文書抜粋:
···

桔梗おぢのブラブラJournal

突然やる気を起こしたり、なくしたり。桔梗の花をこよなく愛する「おぢ」の見たまま、聞いたまま、感じたままの徒然草です。

与野のオオカヤ(大榧)を見に行く

2010年11月05日 21時28分54秒 | のんびり散策

 昨四日は一か月に一度(正確には四週に一度)の通院の日でした。
 先月は講習に出ていたので、指定されていた七日には行けず、十二日に薬だけもらいに行って、二十一日に診察を受けました。これまでは朝八時に行って採血、九時から受診という手はずであったのが
、臨時だったせいか、十一時半に行って採血、受診は午後一時から、と変更になりました。

 四週に一度であれば、次回は今月十八日のはずでした。ところが、前回の帰り際、担当医が「次はまた元に戻しましょう」というのを、「診察日は……」と付け足してくれればすぐに合点が行ったのに、いってくれなかったものですから、私は元通り八時出勤と思いながら診察室を出たのです。

···

提供データ:
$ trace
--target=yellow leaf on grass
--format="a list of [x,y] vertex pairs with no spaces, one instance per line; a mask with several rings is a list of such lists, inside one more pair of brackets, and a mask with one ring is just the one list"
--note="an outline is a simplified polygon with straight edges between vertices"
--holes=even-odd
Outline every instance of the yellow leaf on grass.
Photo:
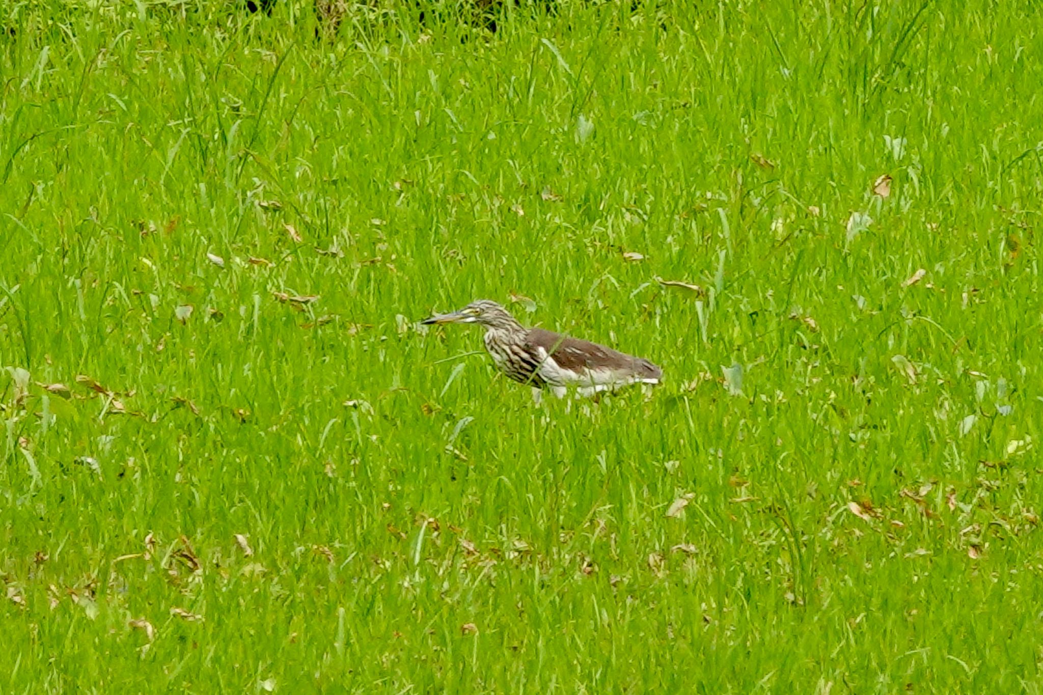
[[905,278],[905,280],[902,282],[902,287],[907,288],[911,284],[916,284],[917,282],[922,280],[923,276],[926,274],[927,274],[926,270],[924,270],[923,268],[918,268],[915,273]]
[[891,195],[891,181],[894,180],[888,174],[883,174],[873,182],[873,193],[887,198]]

···

設問:
(1) 本文で、筆者が前回の帰り際に、次回も元通り八時に行くものと思って診察室を出たのはなぜか。一～三文で説明してください。
(2) 本文の「先月は講習に出ていたので、指」から「いながら診察室を出たのです。」までを、そのまま書き写してください。
項目は別の出典から取ったものです。

回答一覧:
(1) 担当医は「次はまた元に戻しましょう」と言いましたが、「診察日は……」とは付け足してくれませんでした。そのため筆者は、元に戻るのは時刻のことだと受け取り、元通り八時に行くものと思ったのです。

(2)
先月は講習に出ていたので、指定されていた七日には行けず、十二日に薬だけもらいに行って、二十一日に診察を受けました。これまでは朝八時に行って採血、九時から受診という手はずであったのが
、臨時だったせいか、十一時半に行って採血、受診は午後一時から、と変更になりました。

 四週に一度であれば、次回は今月十八日のはずでした。ところが、前回の帰り際、担当医が「次はまた元に戻しましょう」というのを、「診察日は……」と付け足してくれればすぐに合点が行ったのに、いってくれなかったものですから、私は元通り八時出勤と思いながら診察室を出たのです。